What to produce →
Every entry below should be written out exactly, and no image should appear.

Material provided →
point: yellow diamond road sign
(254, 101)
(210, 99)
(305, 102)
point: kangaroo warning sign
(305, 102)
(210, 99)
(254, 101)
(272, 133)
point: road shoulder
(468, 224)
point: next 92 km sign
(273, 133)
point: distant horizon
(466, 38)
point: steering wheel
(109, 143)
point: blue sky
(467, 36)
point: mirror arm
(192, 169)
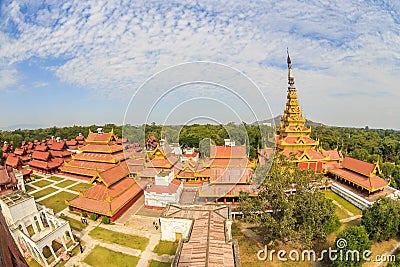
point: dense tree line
(187, 135)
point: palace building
(100, 153)
(102, 161)
(293, 136)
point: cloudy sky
(80, 62)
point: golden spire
(290, 74)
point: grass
(57, 202)
(75, 224)
(132, 241)
(30, 230)
(249, 248)
(29, 188)
(347, 205)
(154, 263)
(166, 247)
(44, 192)
(381, 248)
(55, 178)
(81, 187)
(36, 176)
(101, 256)
(42, 183)
(65, 183)
(32, 263)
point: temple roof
(228, 152)
(207, 244)
(105, 200)
(170, 189)
(112, 175)
(359, 166)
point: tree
(354, 238)
(387, 169)
(382, 219)
(301, 217)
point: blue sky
(80, 62)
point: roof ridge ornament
(290, 72)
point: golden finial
(290, 74)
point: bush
(93, 216)
(105, 220)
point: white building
(190, 154)
(163, 191)
(35, 228)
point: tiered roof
(360, 173)
(103, 160)
(208, 244)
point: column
(41, 256)
(63, 242)
(52, 252)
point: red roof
(41, 155)
(334, 154)
(13, 161)
(359, 166)
(26, 172)
(49, 165)
(228, 152)
(60, 154)
(229, 162)
(101, 148)
(19, 151)
(96, 137)
(231, 175)
(58, 146)
(107, 201)
(100, 157)
(41, 148)
(296, 140)
(370, 183)
(113, 175)
(7, 177)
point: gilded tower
(293, 134)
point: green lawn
(347, 205)
(132, 241)
(55, 178)
(36, 176)
(81, 187)
(75, 224)
(101, 256)
(65, 183)
(57, 202)
(166, 247)
(154, 263)
(44, 192)
(42, 183)
(29, 188)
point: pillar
(63, 242)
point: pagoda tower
(293, 134)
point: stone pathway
(129, 223)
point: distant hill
(276, 121)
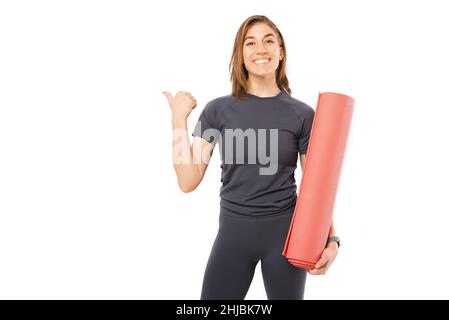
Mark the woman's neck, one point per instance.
(263, 86)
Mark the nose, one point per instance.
(261, 48)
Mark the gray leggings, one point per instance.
(240, 243)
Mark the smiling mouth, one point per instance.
(261, 62)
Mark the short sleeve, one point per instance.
(304, 137)
(206, 127)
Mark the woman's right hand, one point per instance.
(182, 104)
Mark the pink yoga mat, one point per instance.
(312, 217)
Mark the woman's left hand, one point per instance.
(327, 257)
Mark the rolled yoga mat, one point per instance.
(312, 216)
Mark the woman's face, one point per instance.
(261, 44)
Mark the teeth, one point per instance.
(261, 61)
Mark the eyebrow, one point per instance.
(267, 35)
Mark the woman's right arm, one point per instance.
(190, 161)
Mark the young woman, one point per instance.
(261, 130)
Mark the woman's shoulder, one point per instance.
(220, 102)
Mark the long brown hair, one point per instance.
(239, 74)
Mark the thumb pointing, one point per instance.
(168, 95)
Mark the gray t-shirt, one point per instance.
(259, 140)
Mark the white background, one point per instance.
(89, 203)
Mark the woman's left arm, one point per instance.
(330, 252)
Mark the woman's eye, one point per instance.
(251, 43)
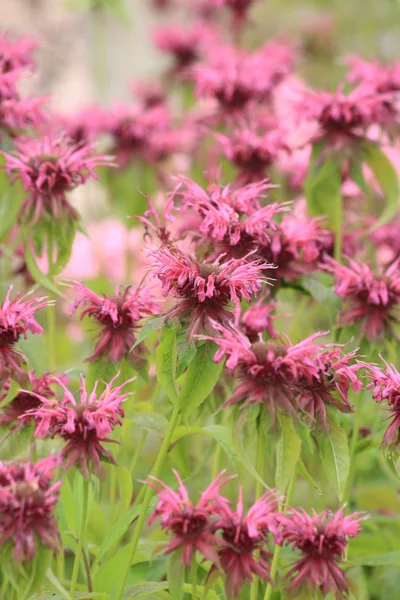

Exercise answer →
point: yellow diamond road sign
(254, 101)
(210, 99)
(305, 102)
point: kangaroo warning sign
(305, 102)
(210, 99)
(254, 101)
(272, 133)
point: road shoulder
(468, 224)
point: next 92 km sign
(273, 133)
point: distant horizon
(466, 38)
point: steering wheel
(109, 143)
point: blue sky
(467, 36)
point: mirror arm
(192, 169)
point: dense tree line
(187, 135)
point: palace building
(100, 153)
(102, 161)
(293, 136)
point: cloudy sky
(80, 62)
point: golden spire
(290, 74)
point: grass
(57, 202)
(75, 224)
(132, 241)
(30, 230)
(249, 248)
(29, 188)
(347, 205)
(154, 263)
(166, 247)
(44, 192)
(381, 248)
(55, 178)
(81, 187)
(36, 176)
(101, 256)
(42, 183)
(65, 183)
(32, 263)
point: temple roof
(228, 152)
(207, 244)
(105, 200)
(170, 189)
(112, 175)
(359, 166)
point: tree
(354, 238)
(387, 169)
(382, 219)
(301, 217)
point: blue sky
(80, 62)
point: roof ridge ornament
(290, 72)
point: golden finial
(290, 74)
point: bush
(93, 216)
(105, 220)
point: white building
(190, 154)
(163, 191)
(35, 228)
point: tiered roof
(360, 173)
(103, 160)
(208, 244)
point: column
(41, 256)
(63, 242)
(52, 252)
point: red roof
(41, 155)
(334, 154)
(13, 161)
(359, 166)
(26, 172)
(49, 165)
(228, 152)
(60, 154)
(229, 162)
(101, 148)
(19, 151)
(96, 137)
(231, 175)
(58, 146)
(107, 201)
(100, 157)
(41, 148)
(296, 140)
(370, 183)
(113, 175)
(7, 177)
point: gilded tower
(293, 134)
point: green lawn
(347, 205)
(132, 241)
(55, 178)
(36, 176)
(81, 187)
(75, 224)
(101, 256)
(65, 183)
(57, 202)
(166, 247)
(154, 263)
(44, 192)
(42, 183)
(29, 188)
point: pillar
(63, 242)
point: pagoda tower
(293, 134)
point: stone pathway
(129, 223)
point: distant hill
(276, 121)
Mark the woman's neck, one point per instance.
(263, 86)
Mark the nose, one point per instance.
(261, 48)
Mark the gray leggings, one point per instance.
(240, 243)
Mark the smiling mouth, one point per instance.
(261, 62)
Mark the short sleeve, one point per instance.
(304, 137)
(206, 127)
Mark the woman's right hand, one point per instance.
(182, 104)
Mark the pink yoga mat, one point per instance.
(312, 217)
Mark the woman's left hand, one point per instance.
(327, 257)
Mark the rolled yoga mat, one point per instance.
(312, 216)
Mark the woman's face, one point per instance.
(261, 44)
Mark the teeth, one point per instance.
(261, 61)
Mark the eyebrow, one point per instance.
(267, 35)
Mark the woman's right arm, one point per instance.
(190, 161)
Mark the young woman, one point per instance.
(261, 130)
Mark the woman's shoulder, one point per instance.
(220, 102)
Mark the long brown hair, one point per instance.
(239, 74)
Mark the thumb pointing, one point per instance.
(168, 95)
Mark the gray t-shirt, one point per instance.
(259, 140)
Mark the white background, one point per instance.
(89, 203)
Mark the woman's left arm, one point per instance.
(330, 252)
Mark the woman's eye, one point per instance.
(251, 43)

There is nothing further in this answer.